● **Task to complete**: Turn the lines of the material below into a numbered list, skipping any blank lines and leaving the pictures out.

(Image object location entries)
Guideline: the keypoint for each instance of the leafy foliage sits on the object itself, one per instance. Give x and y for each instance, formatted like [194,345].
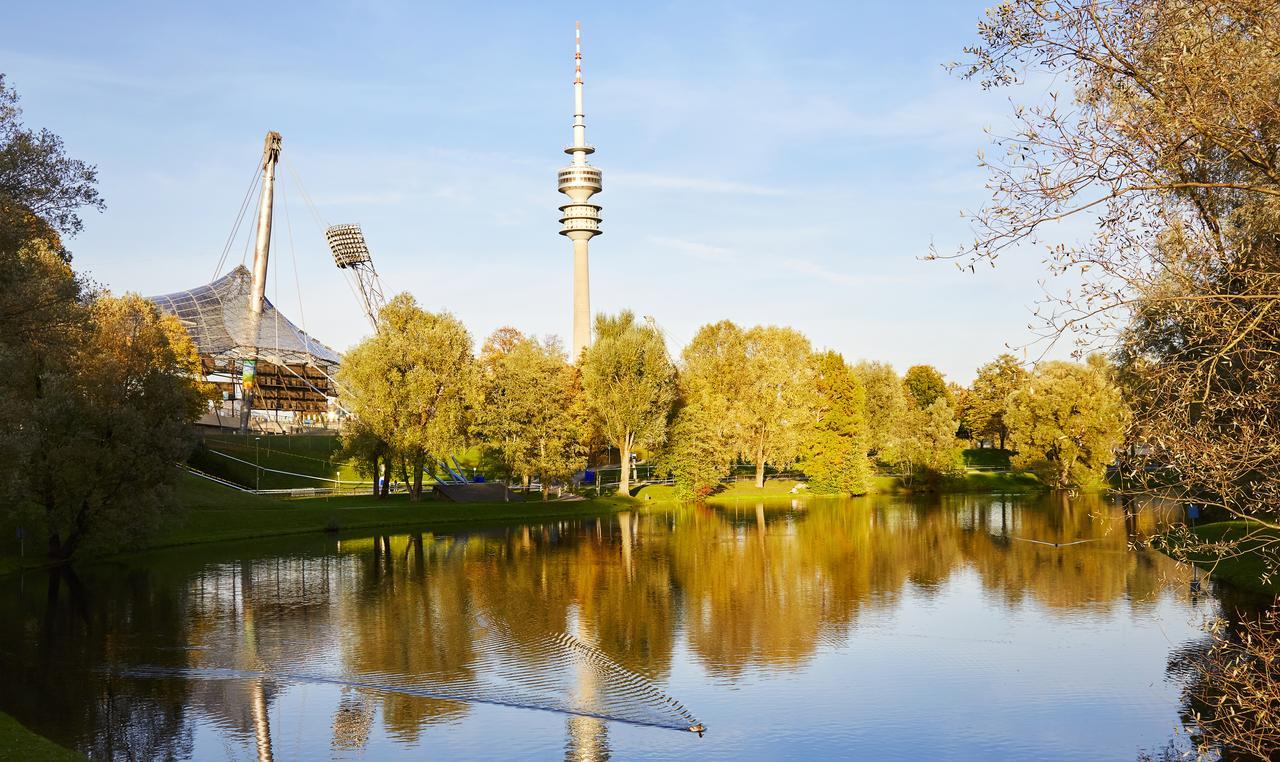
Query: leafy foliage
[777,400]
[836,453]
[41,187]
[886,405]
[414,384]
[630,386]
[530,415]
[1068,423]
[924,386]
[984,409]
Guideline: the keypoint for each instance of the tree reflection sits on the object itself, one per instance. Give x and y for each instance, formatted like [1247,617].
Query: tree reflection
[750,587]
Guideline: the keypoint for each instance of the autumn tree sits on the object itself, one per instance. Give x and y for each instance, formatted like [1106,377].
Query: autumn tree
[926,446]
[1068,421]
[694,456]
[924,384]
[414,384]
[886,405]
[1164,141]
[776,409]
[528,415]
[373,455]
[984,409]
[712,391]
[630,386]
[836,450]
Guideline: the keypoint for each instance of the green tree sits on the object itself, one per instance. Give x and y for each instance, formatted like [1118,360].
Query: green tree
[1066,423]
[630,386]
[777,404]
[886,405]
[836,453]
[414,384]
[996,380]
[924,384]
[41,187]
[373,455]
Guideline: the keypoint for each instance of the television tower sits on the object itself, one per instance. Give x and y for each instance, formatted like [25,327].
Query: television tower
[580,218]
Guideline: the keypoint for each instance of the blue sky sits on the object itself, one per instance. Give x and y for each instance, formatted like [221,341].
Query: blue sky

● **Output for this exercise**:
1. Guideline: the keypoint for each instance of the leafy foliage sits on the object itself, one per instance. Give x and y for each instance, formatted like [194,345].
2. Query: leafy foliage
3. [777,400]
4. [836,453]
5. [41,187]
6. [886,405]
7. [414,384]
8. [630,386]
9. [530,415]
10. [1068,423]
11. [924,386]
12. [984,409]
13. Guideline: the keypoint for each instance of the tree reflection sits on the object itself, one per instance. Give x and y for each instance, formatted like [1247,617].
14. Query: tree reflection
15. [750,587]
16. Guideline: the keypoint for each instance of the autumn tree sits on the object itself, one per instance. Give x and y for each instance, formatted like [1106,377].
17. Query: autumn tree
18. [926,446]
19. [1068,421]
20. [694,456]
21. [924,384]
22. [414,384]
23. [886,405]
24. [1164,141]
25. [776,409]
26. [528,415]
27. [373,455]
28. [984,409]
29. [712,391]
30. [630,386]
31. [836,450]
32. Guideline: the keypoint for each instance of the green tree sits on the object itself, one per instance. Give x and y for each instance, formatted like [1118,360].
33. Query: green tree
34. [1066,423]
35. [630,386]
36. [777,404]
37. [886,405]
38. [836,453]
39. [414,384]
40. [996,380]
41. [924,384]
42. [41,187]
43. [373,455]
44. Guideline: the keypoint for each instance of the television tower sits on the object itself, one per instance. Give x and y for each instance, formatted like [25,327].
45. Query: television tower
46. [580,218]
47. Guideline: the keypoint for each instance of the blue sky sits on the object itself, one per instance. Give x and y for each instance, formatted like [221,341].
48. Query: blue sky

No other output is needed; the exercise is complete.